[Named-object pointing rows]
-----
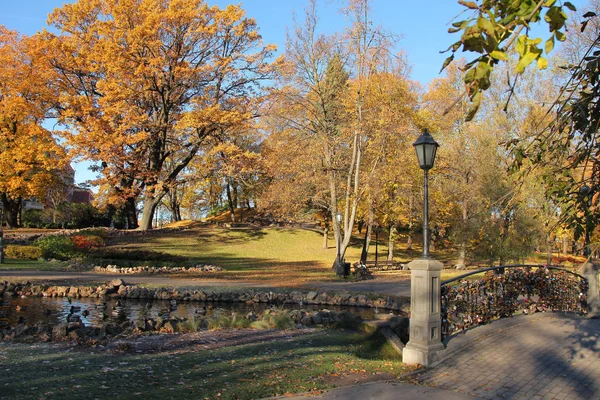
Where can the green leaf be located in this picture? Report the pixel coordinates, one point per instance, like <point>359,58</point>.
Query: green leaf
<point>521,44</point>
<point>499,55</point>
<point>486,25</point>
<point>447,61</point>
<point>555,18</point>
<point>527,59</point>
<point>469,4</point>
<point>475,103</point>
<point>470,76</point>
<point>549,44</point>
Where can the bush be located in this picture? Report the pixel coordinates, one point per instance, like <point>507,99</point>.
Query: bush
<point>56,246</point>
<point>137,255</point>
<point>87,241</point>
<point>23,252</point>
<point>103,233</point>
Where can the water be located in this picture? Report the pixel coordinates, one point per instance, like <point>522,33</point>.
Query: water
<point>95,312</point>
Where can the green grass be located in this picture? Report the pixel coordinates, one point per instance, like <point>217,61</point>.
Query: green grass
<point>282,256</point>
<point>15,264</point>
<point>309,362</point>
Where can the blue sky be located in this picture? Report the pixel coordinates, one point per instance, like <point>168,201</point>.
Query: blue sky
<point>422,26</point>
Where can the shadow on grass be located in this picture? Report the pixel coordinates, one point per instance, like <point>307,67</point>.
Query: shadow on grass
<point>267,367</point>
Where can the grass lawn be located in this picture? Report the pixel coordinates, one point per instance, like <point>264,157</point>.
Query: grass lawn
<point>279,255</point>
<point>292,362</point>
<point>16,264</point>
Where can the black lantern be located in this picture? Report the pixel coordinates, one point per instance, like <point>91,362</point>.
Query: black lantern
<point>426,148</point>
<point>586,199</point>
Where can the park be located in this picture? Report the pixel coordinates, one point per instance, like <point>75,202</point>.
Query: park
<point>230,201</point>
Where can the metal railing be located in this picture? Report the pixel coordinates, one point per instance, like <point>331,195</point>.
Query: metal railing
<point>510,289</point>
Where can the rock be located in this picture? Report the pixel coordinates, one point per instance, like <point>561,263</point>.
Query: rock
<point>168,327</point>
<point>311,295</point>
<point>60,330</point>
<point>362,300</point>
<point>76,334</point>
<point>115,283</point>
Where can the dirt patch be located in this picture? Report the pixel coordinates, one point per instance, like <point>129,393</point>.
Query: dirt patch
<point>205,340</point>
<point>355,378</point>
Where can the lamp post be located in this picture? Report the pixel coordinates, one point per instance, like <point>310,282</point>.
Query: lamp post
<point>425,339</point>
<point>338,261</point>
<point>426,148</point>
<point>584,192</point>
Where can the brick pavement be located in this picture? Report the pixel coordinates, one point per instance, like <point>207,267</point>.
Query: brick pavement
<point>550,356</point>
-----
__Do this__:
Extract every line of the rows above verbatim, omitting the pictures from your answer.

__Task answer__:
Where can the green leaf be located in this picture? Report the pixel coordinates, one point per instance, like <point>359,58</point>.
Query: green leaf
<point>521,44</point>
<point>499,55</point>
<point>486,25</point>
<point>447,61</point>
<point>555,18</point>
<point>527,59</point>
<point>469,4</point>
<point>475,103</point>
<point>470,76</point>
<point>549,44</point>
Where can the bush be located in this picture? Report the pixel coordinates, one point per instance, like <point>507,99</point>.
Query: bush
<point>56,246</point>
<point>137,255</point>
<point>87,241</point>
<point>23,252</point>
<point>103,233</point>
Where can the water be located in this picture? Report the pixel coordinates, one point per instance, like <point>522,33</point>.
Query: water
<point>95,312</point>
Where can the green grass be located in this picture? Report the pixel coordinates, one point per instance, like <point>217,61</point>.
Query: green grass
<point>282,256</point>
<point>15,264</point>
<point>309,362</point>
Where can the blue sky be located in this picture? Report the pixel coordinates, one point per instance, like <point>168,201</point>.
Query: blue sky
<point>422,26</point>
Where can the shadow on grass be located in this picture? Report the pixel coordinates, one point per instance, like <point>307,67</point>.
Query: shadow on grass
<point>267,367</point>
Where can the grass lawn be located in this picture? Report the pixel coordinates, one point per instance, like <point>264,157</point>.
Query: grass lawn
<point>279,255</point>
<point>292,362</point>
<point>16,264</point>
Where can the black lantern be located in this picture? Report the pixel coordinates, one point per instance, like <point>91,362</point>.
Query: black lantern
<point>426,148</point>
<point>586,199</point>
Where can the park be located in this picture? Report the pixel coordinates, one point per instance, like <point>75,202</point>.
Query: park
<point>230,201</point>
Where can the metal railing be located in this picture? Report the pixel coordinates, one point per instance, like <point>331,195</point>.
Query: metal railing
<point>510,289</point>
Where can the rock be located in this picture? Report the pixel coordinates, one point per instance, like <point>561,263</point>.
Query: rock
<point>168,327</point>
<point>311,295</point>
<point>60,330</point>
<point>362,300</point>
<point>76,334</point>
<point>115,283</point>
Where can the dirt patch be located in this picture? Report the pixel coordinates, one point per instance, like <point>129,393</point>.
Query: dirt patch
<point>205,340</point>
<point>355,378</point>
Where can the lamp post be located in this picture? Report the pixel coordinates, one point per instance, like <point>310,282</point>.
Query: lamp post
<point>425,339</point>
<point>338,261</point>
<point>426,148</point>
<point>584,192</point>
Where can the brick pavement be located in this picture? Report the pixel coordinates, one point per instance, like <point>207,267</point>.
Query: brick pavement
<point>550,356</point>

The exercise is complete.